Material provided ▸
┌──
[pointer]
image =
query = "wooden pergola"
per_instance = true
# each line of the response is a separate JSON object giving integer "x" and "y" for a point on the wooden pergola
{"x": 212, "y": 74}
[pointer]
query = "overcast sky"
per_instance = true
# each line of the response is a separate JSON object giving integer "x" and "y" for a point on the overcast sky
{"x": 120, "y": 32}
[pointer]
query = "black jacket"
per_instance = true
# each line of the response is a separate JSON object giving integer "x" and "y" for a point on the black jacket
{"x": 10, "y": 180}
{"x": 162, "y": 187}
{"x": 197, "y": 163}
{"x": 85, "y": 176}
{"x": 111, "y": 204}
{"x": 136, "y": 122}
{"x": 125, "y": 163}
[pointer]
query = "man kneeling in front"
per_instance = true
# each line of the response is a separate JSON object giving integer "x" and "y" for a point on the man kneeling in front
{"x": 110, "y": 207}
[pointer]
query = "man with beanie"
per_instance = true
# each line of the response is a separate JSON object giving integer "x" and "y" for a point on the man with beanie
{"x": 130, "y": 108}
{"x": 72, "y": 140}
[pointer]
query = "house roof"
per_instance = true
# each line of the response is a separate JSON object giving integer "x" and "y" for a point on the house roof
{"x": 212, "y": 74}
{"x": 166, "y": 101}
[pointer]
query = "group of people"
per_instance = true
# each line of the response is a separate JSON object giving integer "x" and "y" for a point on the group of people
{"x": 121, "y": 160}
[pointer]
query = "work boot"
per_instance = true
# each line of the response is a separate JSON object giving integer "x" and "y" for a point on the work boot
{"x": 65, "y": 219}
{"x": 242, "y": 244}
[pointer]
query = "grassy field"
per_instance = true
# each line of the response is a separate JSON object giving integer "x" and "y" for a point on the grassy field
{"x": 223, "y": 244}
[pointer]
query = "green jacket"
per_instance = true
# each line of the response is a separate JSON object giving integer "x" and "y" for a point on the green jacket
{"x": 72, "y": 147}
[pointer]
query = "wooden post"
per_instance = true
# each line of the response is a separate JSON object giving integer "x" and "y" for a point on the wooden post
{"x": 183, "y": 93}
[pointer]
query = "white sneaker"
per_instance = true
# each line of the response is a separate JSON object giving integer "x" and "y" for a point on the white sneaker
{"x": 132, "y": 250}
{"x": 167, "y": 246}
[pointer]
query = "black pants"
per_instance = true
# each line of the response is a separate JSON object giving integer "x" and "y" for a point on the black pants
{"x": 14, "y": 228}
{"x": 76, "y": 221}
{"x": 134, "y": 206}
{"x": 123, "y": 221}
└──
What is required ▸ Set down the data in full, word for word.

Exercise output ▸
[pointer]
image =
query = "wooden pergola"
per_instance = true
# each line of the response is a separate JSON object giving integer "x" and "y" for a point on the wooden pergola
{"x": 212, "y": 74}
[pointer]
query = "overcast sky"
per_instance = true
# each line of the response is a separate JSON object giving integer "x" and "y" for a point on the overcast sky
{"x": 120, "y": 32}
[pointer]
query = "black jacket"
per_instance = true
# each line of the response is a separate JSON object giving integer "x" and "y" for a point on the black jacket
{"x": 10, "y": 180}
{"x": 162, "y": 187}
{"x": 197, "y": 163}
{"x": 85, "y": 176}
{"x": 111, "y": 204}
{"x": 136, "y": 122}
{"x": 125, "y": 163}
[pointer]
query = "man kneeling in front"
per_instance = true
# each line of the response is a separate JSON object giving integer "x" and "y" for a point on the man kneeling in front
{"x": 110, "y": 207}
[pointer]
query = "man with beanie"
per_instance = true
# each line of the response is a separate JSON object giving integer "x" and "y" for a point on the man with beanie
{"x": 130, "y": 108}
{"x": 72, "y": 140}
[pointer]
query = "house roof"
per_instance = true
# each line of the response is a separate JSON object giving integer "x" and "y" for a point on the house roof
{"x": 212, "y": 74}
{"x": 166, "y": 101}
[pointer]
query = "group of people"
per_instance = true
# each line of the response is a separate JSON object giving integer "x" and "y" for a point on the group of people
{"x": 121, "y": 160}
[pointer]
query = "work boot"
per_instance = true
# each line of the response is a separate JSON object giving integer "x" and "y" for a point on the work boot
{"x": 65, "y": 219}
{"x": 242, "y": 244}
[pointer]
query = "grassy field"
per_instance = true
# each line of the response is a separate JSON object giving integer "x" and "y" for a point on the grassy field
{"x": 223, "y": 244}
[pointer]
query = "green jacket"
per_instance = true
# each line of the response is a separate JSON object giving integer "x" and "y" for a point on the green jacket
{"x": 72, "y": 147}
[pointer]
query = "wooden post"
per_instance = true
# each line of the response is a separate JSON object giving integer "x" and "y" for a point on the wooden post
{"x": 183, "y": 93}
[pointer]
query = "white sneaker"
per_instance = true
# each line of the response is a separate JSON object giving integer "x" and "y" for a point on the white sneaker
{"x": 132, "y": 250}
{"x": 167, "y": 246}
[pointer]
query = "black pants"
per_instance = true
# each line of the response is a separate JSON object giving integer "x" and "y" for a point on the black pants
{"x": 14, "y": 228}
{"x": 76, "y": 221}
{"x": 134, "y": 206}
{"x": 123, "y": 221}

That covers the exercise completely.